--- BEGIN MATERIAL SHOWN ---

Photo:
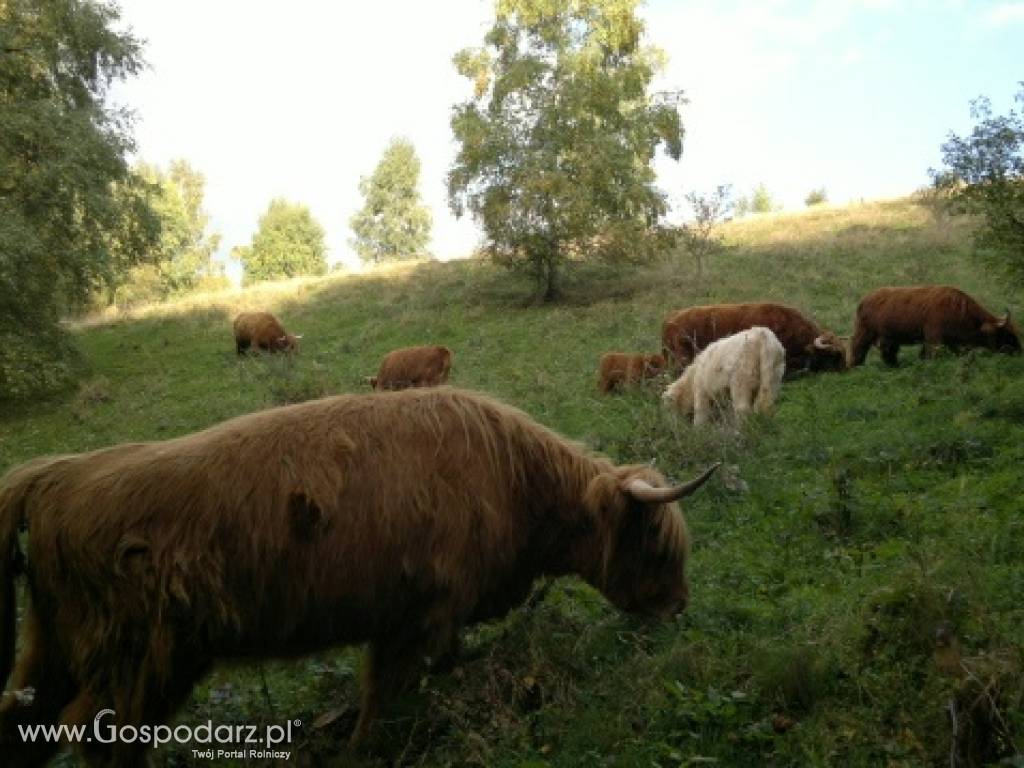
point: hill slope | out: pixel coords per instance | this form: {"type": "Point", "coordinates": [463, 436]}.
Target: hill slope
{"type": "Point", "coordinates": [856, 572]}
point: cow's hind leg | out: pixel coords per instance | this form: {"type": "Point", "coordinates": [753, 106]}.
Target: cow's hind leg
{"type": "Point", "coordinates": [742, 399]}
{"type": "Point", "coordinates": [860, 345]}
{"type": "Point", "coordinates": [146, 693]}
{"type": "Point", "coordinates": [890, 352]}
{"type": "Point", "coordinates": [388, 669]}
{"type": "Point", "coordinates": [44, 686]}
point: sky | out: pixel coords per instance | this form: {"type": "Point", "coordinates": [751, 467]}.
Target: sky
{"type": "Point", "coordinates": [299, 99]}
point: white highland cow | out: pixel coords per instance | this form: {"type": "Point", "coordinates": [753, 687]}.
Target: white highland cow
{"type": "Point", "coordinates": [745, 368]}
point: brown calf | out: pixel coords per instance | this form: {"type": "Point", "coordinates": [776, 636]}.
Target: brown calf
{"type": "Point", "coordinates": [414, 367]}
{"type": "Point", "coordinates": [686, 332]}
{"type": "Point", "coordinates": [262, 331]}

--- END MATERIAL SHOWN ---

DIRECTIONS —
Rewrite the listing with every "hill slope" changed to "hillside", leaving everything else unchanged and omitting the pictures.

RESULT —
Photo:
point: hillside | out: pixel coords per instance | this form: {"type": "Point", "coordinates": [463, 436]}.
Target: hillside
{"type": "Point", "coordinates": [856, 572]}
point: cow's hind leg | out: pixel coords per instance | this form: {"type": "Point", "coordinates": [753, 106]}.
Target: cow's hind leg
{"type": "Point", "coordinates": [742, 399]}
{"type": "Point", "coordinates": [860, 345]}
{"type": "Point", "coordinates": [146, 693]}
{"type": "Point", "coordinates": [890, 352]}
{"type": "Point", "coordinates": [388, 669]}
{"type": "Point", "coordinates": [44, 686]}
point: sky | out: pixel coords per instance | this form: {"type": "Point", "coordinates": [751, 467]}.
Target: sky
{"type": "Point", "coordinates": [299, 99]}
point: white highland cow | out: pixel coords per instance | this form: {"type": "Point", "coordinates": [753, 687]}.
Target: white highland cow
{"type": "Point", "coordinates": [745, 368]}
point: brown calf | out: pixel coords per instance | this form: {"type": "Point", "coordinates": [776, 636]}.
Target: brown calf
{"type": "Point", "coordinates": [414, 367]}
{"type": "Point", "coordinates": [686, 332]}
{"type": "Point", "coordinates": [262, 331]}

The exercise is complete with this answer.